[start Data listing]

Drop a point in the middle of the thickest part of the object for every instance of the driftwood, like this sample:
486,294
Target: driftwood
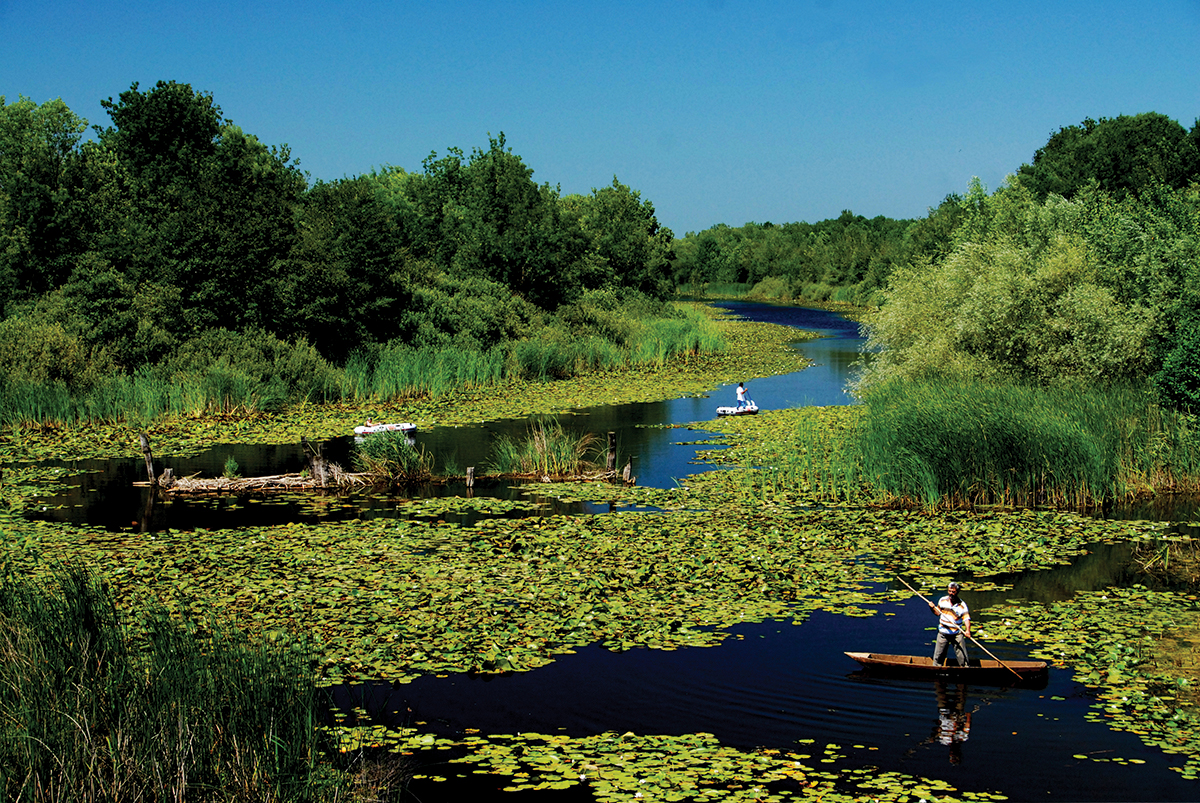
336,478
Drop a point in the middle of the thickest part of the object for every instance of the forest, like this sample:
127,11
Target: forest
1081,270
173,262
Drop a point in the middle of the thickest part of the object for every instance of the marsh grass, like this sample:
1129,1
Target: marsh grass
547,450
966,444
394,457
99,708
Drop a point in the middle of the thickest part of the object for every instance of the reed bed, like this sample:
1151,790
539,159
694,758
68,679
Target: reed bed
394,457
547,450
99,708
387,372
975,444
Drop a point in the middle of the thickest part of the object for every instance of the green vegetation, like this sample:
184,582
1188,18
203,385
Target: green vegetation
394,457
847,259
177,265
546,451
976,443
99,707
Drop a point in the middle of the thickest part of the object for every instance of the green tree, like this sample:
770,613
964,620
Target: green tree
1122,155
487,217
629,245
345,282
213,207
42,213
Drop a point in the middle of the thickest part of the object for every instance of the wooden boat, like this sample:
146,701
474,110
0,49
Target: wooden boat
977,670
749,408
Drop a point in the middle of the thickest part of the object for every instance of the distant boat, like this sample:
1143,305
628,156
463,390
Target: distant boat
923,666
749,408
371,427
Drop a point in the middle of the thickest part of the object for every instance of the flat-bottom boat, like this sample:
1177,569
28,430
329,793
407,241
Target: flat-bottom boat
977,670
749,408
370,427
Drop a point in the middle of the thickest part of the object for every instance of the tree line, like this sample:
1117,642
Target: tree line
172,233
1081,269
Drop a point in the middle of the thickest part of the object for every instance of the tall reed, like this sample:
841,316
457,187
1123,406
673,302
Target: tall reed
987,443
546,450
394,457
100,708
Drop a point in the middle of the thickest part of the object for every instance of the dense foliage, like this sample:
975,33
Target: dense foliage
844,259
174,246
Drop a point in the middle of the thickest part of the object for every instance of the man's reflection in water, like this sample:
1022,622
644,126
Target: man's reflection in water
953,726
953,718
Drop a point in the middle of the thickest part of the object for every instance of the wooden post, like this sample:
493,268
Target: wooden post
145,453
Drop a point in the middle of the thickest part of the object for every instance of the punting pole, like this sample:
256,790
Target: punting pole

[end Data listing]

Exercise goal:
Reproduce the material from the line with "wooden post, like" through the end of the material, swapping "punting pole" for "bamboo pole" and leaving everything else as it is.

Task output:
Drop a point in the middle of the thickest part of the object for every instance of the wooden post, like this sample:
493,268
Target: wooden post
145,453
Drop a point in the middle of the thickest part of the object for every instance of the bamboo pole, like this sample:
256,790
Target: bamboo pole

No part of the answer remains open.